- _TASKS AND EXERCISES_
**A.** In the passage on Porter's photography books, how old was Porter during his Antarctica expeditions?
**B.** Please write the next part of the passage on Porter's photography books, picking up after its final sentence.

- _SOURCE DOCUMENT_
Twenty years later, in 1986, Porter revisted the place closest to his heart by compiling
unpublished images into a new book
Maine where he lets the
photography do all the speaking
– there is
little text besides a short opening autobiographical essay –
in a clean NYGS/Eleanor Caponigro design.
Maine and the Eastern forests were Porter’s first stomping grounds. He
then explored extensively the Southwest where he relocated, but his sense of adventure led Porter to expend his
horizons to exotic locales as diverse as Baja California, the Galapagos, Africa, Greece,
and China, each trip resulting in a book. But none location was as remote as
Antarctica, which he visited on two trips in 1974 and 1975. At that
time, no commercial trips
were available, but Porter had been selected as an artist-in-residence by the National
Science Foundation, which provided him transportation and logistics that allowed him to work in a large
array of locations for several months. The book consists of an extensive travelogue supported by maps. In between written chapters, there are six photo sections which illustrate diverse aspects of Antarctica, including wildlife as well as landscapes – both ground and aerials – and even historic settlements. Porter was remarkably fit for his age,
however he was 74 during those expeditions. Because of the difficult
working conditions, he used a 35mm camera for much of this work, which sometimes
compromised a bit the quality of reproduction compared with his older books, although in most cases with his later books, the printing was too contrasty.

[Region annotation items]
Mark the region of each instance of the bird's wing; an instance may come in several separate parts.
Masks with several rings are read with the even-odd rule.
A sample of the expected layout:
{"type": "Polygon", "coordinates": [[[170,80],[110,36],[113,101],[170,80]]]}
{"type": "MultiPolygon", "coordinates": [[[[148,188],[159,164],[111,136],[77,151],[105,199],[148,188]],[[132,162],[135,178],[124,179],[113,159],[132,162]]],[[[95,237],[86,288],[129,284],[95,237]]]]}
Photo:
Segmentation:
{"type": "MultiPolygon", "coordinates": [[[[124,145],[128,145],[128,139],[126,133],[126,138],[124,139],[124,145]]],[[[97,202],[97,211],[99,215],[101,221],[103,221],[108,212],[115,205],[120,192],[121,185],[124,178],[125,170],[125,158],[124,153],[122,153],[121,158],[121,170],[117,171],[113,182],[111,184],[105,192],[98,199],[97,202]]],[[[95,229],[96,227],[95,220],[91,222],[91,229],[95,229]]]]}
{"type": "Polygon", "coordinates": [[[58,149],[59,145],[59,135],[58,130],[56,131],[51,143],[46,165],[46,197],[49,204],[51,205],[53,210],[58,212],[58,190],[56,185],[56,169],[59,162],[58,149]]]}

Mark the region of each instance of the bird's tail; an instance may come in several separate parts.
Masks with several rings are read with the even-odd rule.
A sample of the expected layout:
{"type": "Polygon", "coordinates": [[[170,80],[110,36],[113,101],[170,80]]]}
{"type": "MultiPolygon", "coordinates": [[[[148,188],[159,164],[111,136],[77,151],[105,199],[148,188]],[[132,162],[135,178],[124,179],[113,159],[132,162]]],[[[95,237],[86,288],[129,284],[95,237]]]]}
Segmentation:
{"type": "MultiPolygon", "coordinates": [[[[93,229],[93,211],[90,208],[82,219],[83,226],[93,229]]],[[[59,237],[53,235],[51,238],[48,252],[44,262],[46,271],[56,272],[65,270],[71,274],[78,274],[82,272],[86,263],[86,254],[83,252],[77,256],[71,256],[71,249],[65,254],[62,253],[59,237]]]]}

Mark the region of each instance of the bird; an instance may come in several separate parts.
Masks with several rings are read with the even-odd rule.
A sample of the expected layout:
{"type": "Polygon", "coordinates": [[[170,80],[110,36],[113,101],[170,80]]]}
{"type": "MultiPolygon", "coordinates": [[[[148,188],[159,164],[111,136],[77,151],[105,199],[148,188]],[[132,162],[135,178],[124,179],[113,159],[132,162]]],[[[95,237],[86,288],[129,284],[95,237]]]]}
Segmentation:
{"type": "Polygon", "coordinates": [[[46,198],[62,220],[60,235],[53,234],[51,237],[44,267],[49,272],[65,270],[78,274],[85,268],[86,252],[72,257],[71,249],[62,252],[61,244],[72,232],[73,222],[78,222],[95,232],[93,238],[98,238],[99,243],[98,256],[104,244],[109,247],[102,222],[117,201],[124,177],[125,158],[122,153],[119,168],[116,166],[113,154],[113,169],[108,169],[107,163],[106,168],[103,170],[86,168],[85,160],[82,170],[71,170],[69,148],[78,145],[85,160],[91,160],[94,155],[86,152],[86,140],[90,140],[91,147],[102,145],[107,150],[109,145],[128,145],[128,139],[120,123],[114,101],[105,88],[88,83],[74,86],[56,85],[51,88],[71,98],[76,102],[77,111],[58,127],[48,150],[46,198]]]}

- _TASK-BY-TASK RESULTS_
**A.** He was 74.

**B.**
Porter had been photographing birds since his early years, but in 1939 a publisher rejected
his bird book proposal because he thought that color was essential for bird
identification. This was the impetus that prompted Porter
to take up of the challenge of color photography. To fully appreciate it,
remember that Porter was working with a 4×5 camera, a few
feet from some birds, and the speed of the initial Kodachrome was a
ridiculously low ISO 5. With the support of a Guggenheim grant, using custom lighting equipment and building towers, Porter was able to make color bird pictures which were good enough to be the subject of a solo exhibit at the Museum of Modern Art, New York, in 1943. Those are far more interesting than the visual simple contemporary bird photographs with a blurred background captured with AF, super-teles, and fast frame rates, and high ISO. Instead, Porter portrays the birds at close-range, in their natural nesting environment with
exquisite colors and textures revealed by great resolution and depth of field. Despite artistic recognition, the book had to wait because of the high cost of color quality color reproduction. It wasn’t until 1972, long after gaining success with his non-bird photographs, that Porter would publish that book about his first photographic love. It consists of a five-chapter narrative about his time in the field as a caring bird photographer, (“the steps necessary to safeguard the welfare and even the lifes of the subjects may take up more time than the photography itself”) mixed with seven groups of full-page photos – 64 in color, 16 in black and white.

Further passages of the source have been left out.